* _Tarea asignada A_: Reproduce de forma íntegra el texto fuente sobre Halloween en España.

*** Texto fuente

Se arraiga en España la celebración de Halloween y, mientras los más pequeños parecen sumarse a la fiesta entusiastas, no faltan entre los adultos quienes se preguntan con cierto disgusto qué diantres pinta este espectáculo de Hollywood entre nosotros. Incluso, el director del Secretariado de la Comisión Episcopal de Liturgia de la Conferencia Episcopal Española, Joan María Canals, ha manifestado hace unos días que Halloween «no es inocente, pues tiene un trasfondo de ocultismo y de otros tipos de corrientes que dejan su huella de anticristianismo».

Por ello e, independientemente de que a unos les llame más la atención que a otros el festejo, me veo en la obligación de aclarar que Halloween es nuestro. O, mejor dicho, que lo fue. Tanto como Gibraltar. O más. Yo lo descubrí con sorpresa hace años en un pueblecito del estado de Nueva York situado a cien millas de Manhattan. En el mismo valle en el que espero celebrar pronto con los amigos de aquella época la victoria electoral de Obama. Vecinos demócratas y republicanos; ya que más de uno se ha pasado al cambio, consciente de que el futuro, aunque parezca una contradicción dialéctica, se le presentaría mucho más negro con McCain en el poder.

******
*** Extractos de filas

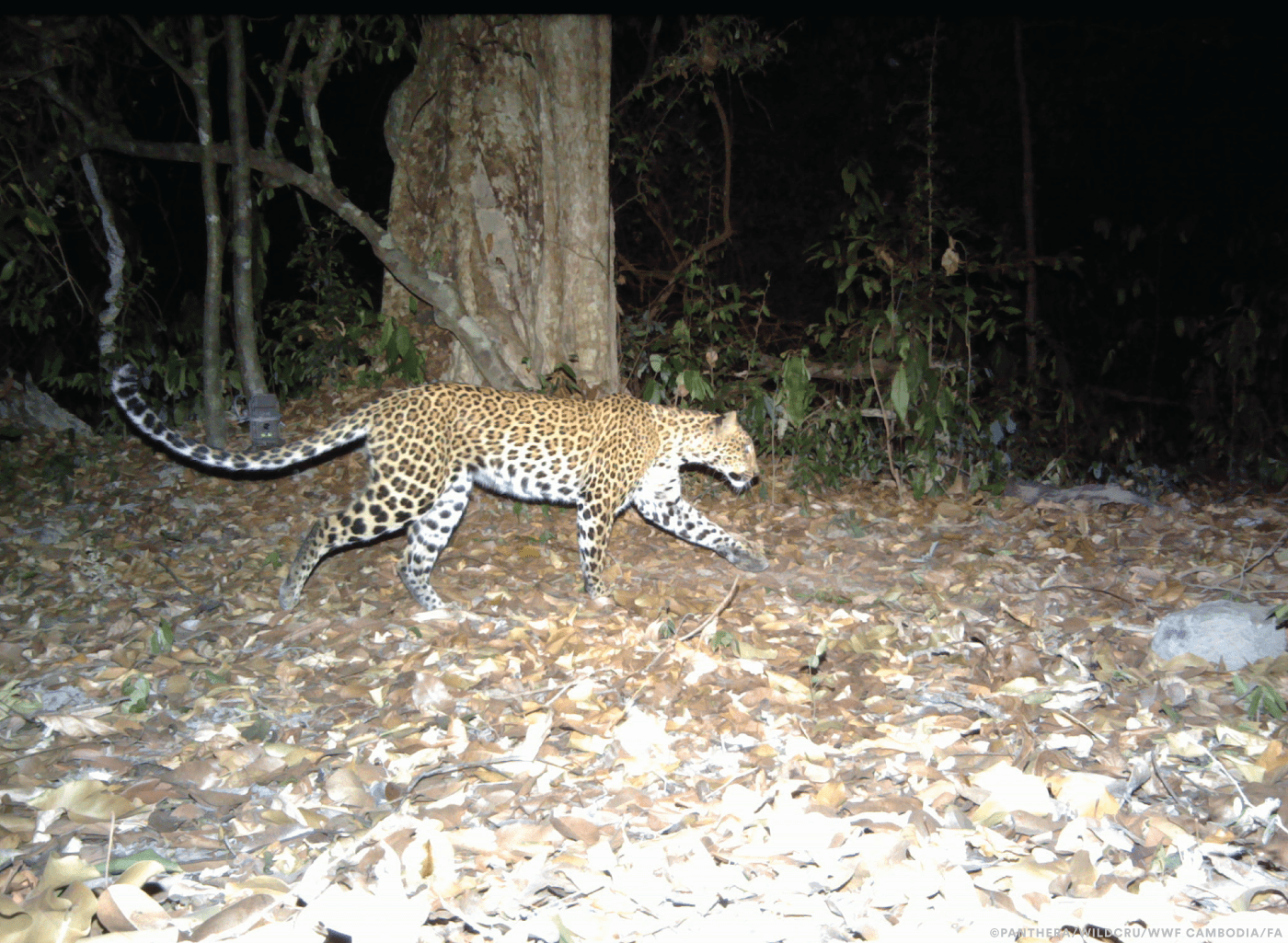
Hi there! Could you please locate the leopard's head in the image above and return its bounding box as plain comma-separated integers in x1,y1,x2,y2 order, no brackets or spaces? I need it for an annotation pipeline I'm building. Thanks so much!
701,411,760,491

******
*** Extractos de filas

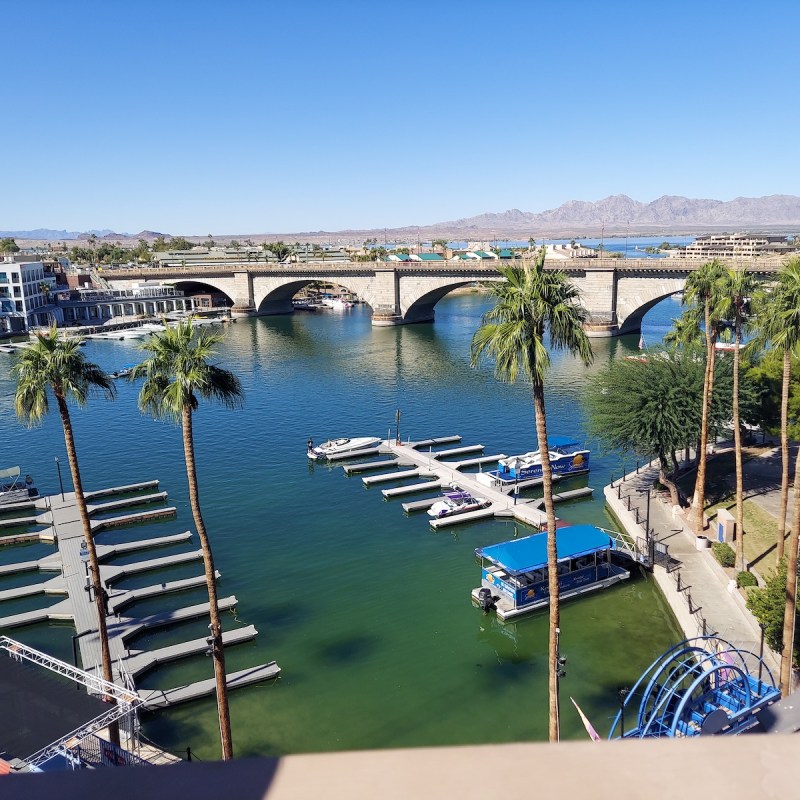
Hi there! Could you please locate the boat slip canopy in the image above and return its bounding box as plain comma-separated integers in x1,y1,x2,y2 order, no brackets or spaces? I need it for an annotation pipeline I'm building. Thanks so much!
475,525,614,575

******
*** Extractos de filas

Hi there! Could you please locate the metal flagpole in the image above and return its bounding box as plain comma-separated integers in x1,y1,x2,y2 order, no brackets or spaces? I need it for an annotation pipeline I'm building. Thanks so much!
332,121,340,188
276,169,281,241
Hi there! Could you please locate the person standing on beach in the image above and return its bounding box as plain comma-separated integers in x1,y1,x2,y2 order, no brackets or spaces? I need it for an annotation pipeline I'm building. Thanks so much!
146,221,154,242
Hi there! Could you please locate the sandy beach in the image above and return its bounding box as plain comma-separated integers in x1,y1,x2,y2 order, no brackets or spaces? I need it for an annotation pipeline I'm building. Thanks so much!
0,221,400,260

******

* _Tarea asignada B_: Expresa como CSV de dos columnas, entrada y salida, solo las filas que empiezan en la que contiene "Hi there! Could you please locate the sandy" y terminan tras la que contiene "0,221,400,260", ambas incluidas. Genera un registro por cada texto con su respuesta, con cada valor en un campo entre comillas y los saltos de línea convertidos en espacios.

* _Resultado del ejercicio A_:
Se arraiga en España la celebración de Halloween y, mientras los más pequeños parecen sumarse a la fiesta entusiastas, no faltan entre los adultos quienes se preguntan con cierto disgusto qué diantres pinta este espectáculo de Hollywood entre nosotros. Incluso, el director del Secretariado de la Comisión Episcopal de Liturgia de la Conferencia Episcopal Española, Joan María Canals, ha manifestado hace unos días que Halloween «no es inocente, pues tiene un trasfondo de ocultismo y de otros tipos de corrientes que dejan su huella de anticristianismo».

Por ello e, independientemente de que a unos les llame más la atención que a otros el festejo, me veo en la obligación de aclarar que Halloween es nuestro. O, mejor dicho, que lo fue. Tanto como Gibraltar. O más. Yo lo descubrí con sorpresa hace años en un pueblecito del estado de Nueva York situado a cien millas de Manhattan. En el mismo valle en el que espero celebrar pronto con los amigos de aquella época la victoria electoral de Obama. Vecinos demócratas y republicanos; ya que más de uno se ha pasado al cambio, consciente de que el futuro, aunque parezca una contradicción dialéctica, se le presentaría mucho más negro con McCain en el poder.

* _Resultado del ejercicio B_:
entrada,salida
"Hi there! Could you please locate the sandy beach in the image above and return its bounding box as plain comma-separated integers in x1,y1,x2,y2 order, no brackets or spaces? I need it for an annotation pipeline I'm building. Thanks so much!","0,221,400,260"